(Collection entries)

▼

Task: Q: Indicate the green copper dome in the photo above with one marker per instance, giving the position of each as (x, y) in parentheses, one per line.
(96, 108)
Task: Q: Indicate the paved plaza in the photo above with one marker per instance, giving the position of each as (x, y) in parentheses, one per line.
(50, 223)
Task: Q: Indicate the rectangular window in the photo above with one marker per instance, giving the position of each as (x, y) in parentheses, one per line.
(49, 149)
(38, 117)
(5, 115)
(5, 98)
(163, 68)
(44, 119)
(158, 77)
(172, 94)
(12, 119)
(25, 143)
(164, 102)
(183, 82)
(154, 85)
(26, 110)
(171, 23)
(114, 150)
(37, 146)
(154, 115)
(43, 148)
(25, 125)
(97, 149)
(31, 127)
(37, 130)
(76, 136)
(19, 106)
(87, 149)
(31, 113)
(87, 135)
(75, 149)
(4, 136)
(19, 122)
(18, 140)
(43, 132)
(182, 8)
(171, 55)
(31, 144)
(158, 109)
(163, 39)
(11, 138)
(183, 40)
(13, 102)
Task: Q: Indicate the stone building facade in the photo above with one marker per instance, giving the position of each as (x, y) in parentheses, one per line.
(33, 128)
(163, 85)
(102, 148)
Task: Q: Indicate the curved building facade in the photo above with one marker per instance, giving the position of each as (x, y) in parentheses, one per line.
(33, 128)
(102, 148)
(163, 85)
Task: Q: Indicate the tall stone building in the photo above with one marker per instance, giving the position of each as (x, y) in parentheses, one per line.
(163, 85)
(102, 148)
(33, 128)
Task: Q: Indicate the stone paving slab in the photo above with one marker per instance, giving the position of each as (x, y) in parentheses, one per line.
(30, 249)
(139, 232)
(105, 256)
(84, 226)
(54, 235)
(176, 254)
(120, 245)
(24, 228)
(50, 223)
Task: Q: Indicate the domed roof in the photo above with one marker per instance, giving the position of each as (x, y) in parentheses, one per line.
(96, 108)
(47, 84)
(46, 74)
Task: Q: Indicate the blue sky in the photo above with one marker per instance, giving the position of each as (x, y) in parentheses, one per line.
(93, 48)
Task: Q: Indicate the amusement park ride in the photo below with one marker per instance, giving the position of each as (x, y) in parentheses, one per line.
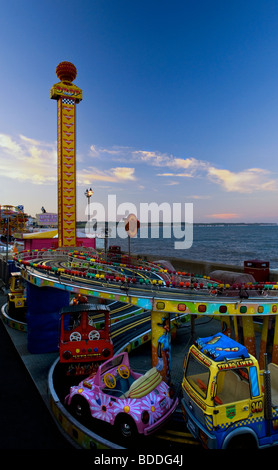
(12, 222)
(54, 277)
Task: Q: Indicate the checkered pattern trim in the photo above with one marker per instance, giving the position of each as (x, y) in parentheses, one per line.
(67, 101)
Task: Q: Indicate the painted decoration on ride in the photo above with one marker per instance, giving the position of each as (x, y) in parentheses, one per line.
(67, 95)
(161, 344)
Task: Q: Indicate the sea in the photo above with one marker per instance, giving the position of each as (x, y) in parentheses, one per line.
(221, 243)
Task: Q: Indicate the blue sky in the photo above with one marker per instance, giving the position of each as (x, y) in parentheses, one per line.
(180, 103)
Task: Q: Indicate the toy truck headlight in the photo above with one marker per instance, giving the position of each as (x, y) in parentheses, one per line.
(67, 355)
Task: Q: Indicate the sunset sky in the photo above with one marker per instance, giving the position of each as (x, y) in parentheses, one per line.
(180, 103)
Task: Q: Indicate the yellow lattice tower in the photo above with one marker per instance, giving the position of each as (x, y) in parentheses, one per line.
(67, 96)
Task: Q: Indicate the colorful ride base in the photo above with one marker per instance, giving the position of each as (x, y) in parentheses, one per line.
(161, 291)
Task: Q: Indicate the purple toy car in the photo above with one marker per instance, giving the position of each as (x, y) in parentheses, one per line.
(134, 403)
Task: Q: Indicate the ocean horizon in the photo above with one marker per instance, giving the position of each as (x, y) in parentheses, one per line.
(226, 243)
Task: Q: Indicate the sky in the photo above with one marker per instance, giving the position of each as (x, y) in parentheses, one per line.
(180, 104)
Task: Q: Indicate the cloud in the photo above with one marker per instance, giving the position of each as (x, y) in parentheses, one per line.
(224, 216)
(246, 181)
(25, 159)
(114, 175)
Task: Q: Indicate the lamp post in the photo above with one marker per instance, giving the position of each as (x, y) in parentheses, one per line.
(88, 193)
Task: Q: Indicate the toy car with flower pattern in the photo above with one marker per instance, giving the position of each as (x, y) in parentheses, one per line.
(133, 402)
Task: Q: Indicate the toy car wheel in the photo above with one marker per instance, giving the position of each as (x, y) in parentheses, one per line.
(126, 427)
(80, 408)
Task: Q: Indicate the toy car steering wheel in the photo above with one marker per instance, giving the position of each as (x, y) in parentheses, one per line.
(109, 380)
(75, 336)
(94, 334)
(123, 371)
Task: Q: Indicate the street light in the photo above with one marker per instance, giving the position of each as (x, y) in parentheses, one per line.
(88, 193)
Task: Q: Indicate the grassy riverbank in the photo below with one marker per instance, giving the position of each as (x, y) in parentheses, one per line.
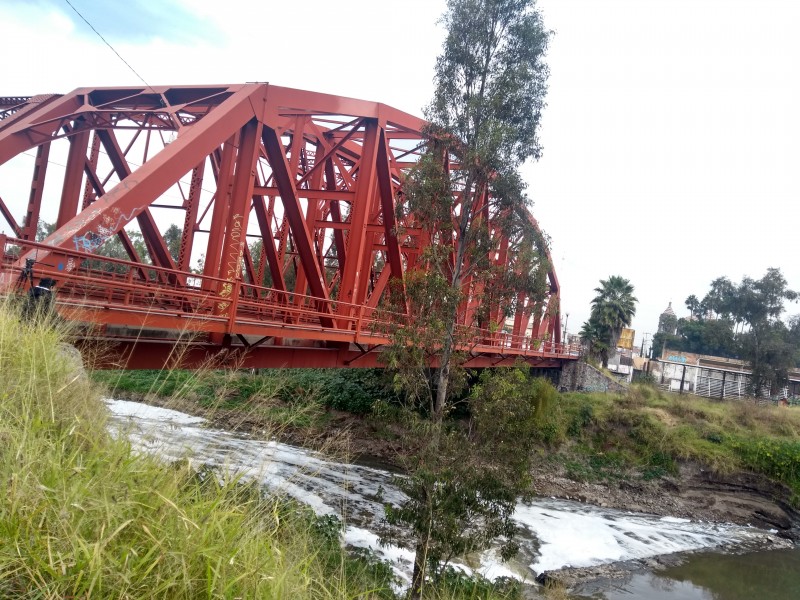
(644, 434)
(653, 432)
(82, 516)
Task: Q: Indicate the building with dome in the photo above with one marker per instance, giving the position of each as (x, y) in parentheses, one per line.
(668, 321)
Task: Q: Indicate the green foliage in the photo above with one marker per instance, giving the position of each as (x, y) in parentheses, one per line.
(612, 309)
(647, 433)
(743, 321)
(84, 516)
(351, 390)
(463, 483)
(777, 459)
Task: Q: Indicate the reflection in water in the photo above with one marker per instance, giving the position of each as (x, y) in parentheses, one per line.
(773, 575)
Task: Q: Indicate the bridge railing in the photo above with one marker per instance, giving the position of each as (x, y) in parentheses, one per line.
(112, 291)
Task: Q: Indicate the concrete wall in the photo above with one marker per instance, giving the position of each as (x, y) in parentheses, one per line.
(578, 376)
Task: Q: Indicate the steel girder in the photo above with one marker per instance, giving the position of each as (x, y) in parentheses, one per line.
(314, 179)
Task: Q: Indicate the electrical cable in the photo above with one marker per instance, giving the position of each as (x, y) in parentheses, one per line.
(85, 20)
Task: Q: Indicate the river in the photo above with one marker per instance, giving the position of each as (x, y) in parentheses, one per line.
(553, 533)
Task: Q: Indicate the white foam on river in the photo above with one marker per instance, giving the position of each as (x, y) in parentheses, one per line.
(553, 533)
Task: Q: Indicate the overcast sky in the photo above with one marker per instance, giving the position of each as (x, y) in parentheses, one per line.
(671, 136)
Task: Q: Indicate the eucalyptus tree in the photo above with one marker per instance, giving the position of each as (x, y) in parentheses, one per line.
(490, 84)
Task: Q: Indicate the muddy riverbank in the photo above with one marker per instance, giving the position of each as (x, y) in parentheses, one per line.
(693, 493)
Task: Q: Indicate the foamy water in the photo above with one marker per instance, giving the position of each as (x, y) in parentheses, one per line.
(553, 533)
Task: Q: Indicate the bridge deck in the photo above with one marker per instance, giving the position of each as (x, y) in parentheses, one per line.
(145, 316)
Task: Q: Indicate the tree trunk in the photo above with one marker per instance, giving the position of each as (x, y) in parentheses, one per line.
(443, 374)
(418, 576)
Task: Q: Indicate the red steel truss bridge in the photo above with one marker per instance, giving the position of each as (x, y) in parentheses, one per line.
(203, 172)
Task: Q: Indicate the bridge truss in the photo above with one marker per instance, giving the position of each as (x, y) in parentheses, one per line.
(200, 173)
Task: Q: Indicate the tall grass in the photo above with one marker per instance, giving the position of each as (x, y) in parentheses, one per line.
(83, 516)
(653, 431)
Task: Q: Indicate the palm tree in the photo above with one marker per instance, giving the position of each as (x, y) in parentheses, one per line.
(613, 307)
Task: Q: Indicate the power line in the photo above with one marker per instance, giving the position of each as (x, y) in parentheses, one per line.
(85, 20)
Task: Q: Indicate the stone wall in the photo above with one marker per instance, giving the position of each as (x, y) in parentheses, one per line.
(578, 376)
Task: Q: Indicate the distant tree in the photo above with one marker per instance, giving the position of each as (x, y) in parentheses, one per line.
(172, 238)
(765, 345)
(744, 321)
(595, 338)
(613, 308)
(693, 304)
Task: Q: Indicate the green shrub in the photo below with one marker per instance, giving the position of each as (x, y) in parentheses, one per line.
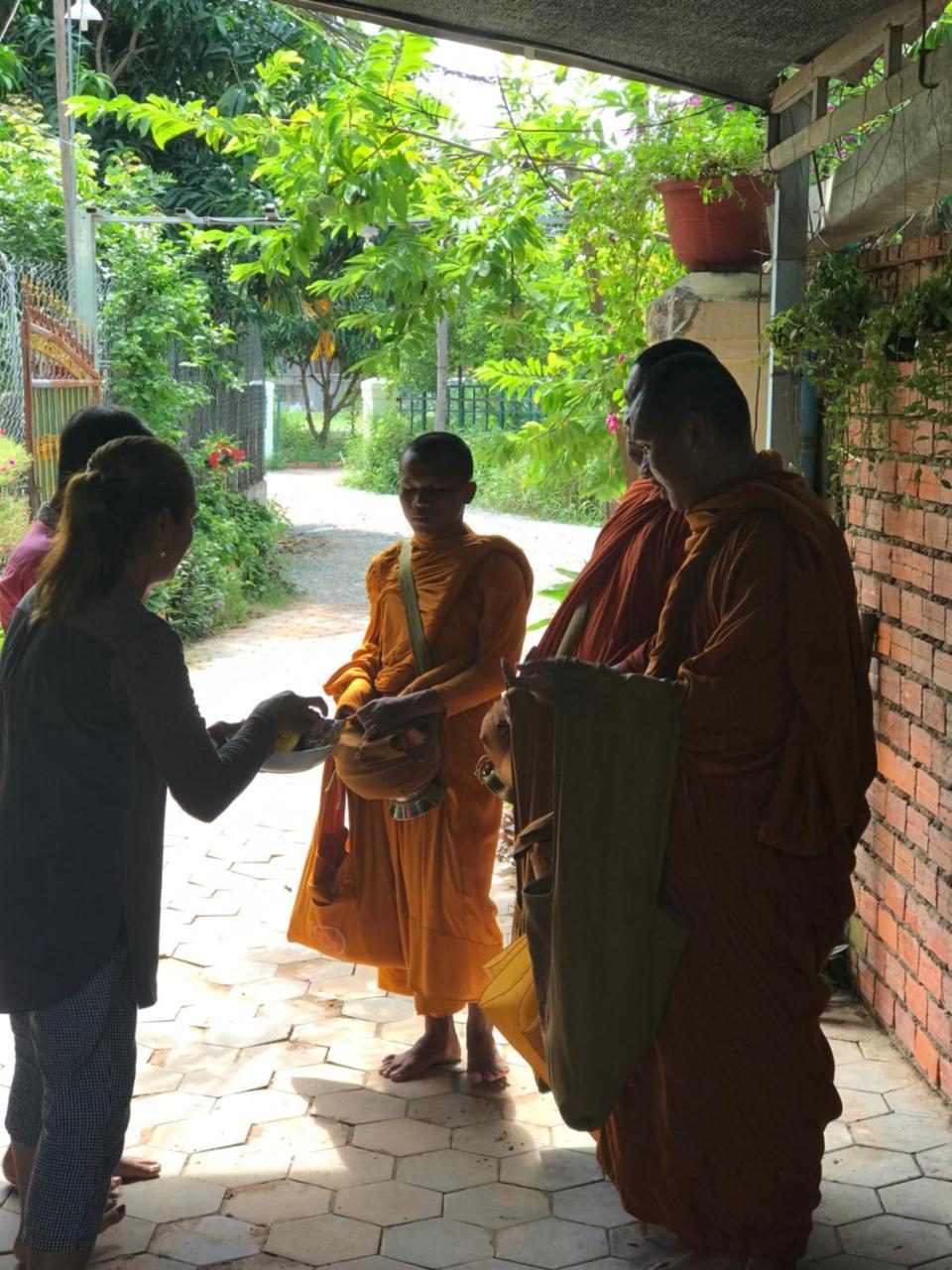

▲

**Written task**
Gather every row above that contains the word "steel" and copy each one in full.

**Exercise result**
Task: Q: Indicate the steel girder in the photo above with one marker per instance, giving the position of each as (x, y) in parentheses, one per line.
Task: Q: Indicate the red steel truss bridge in the photo above with one marker per instance, giving the position of each as (x, y) in parentheses, one per line.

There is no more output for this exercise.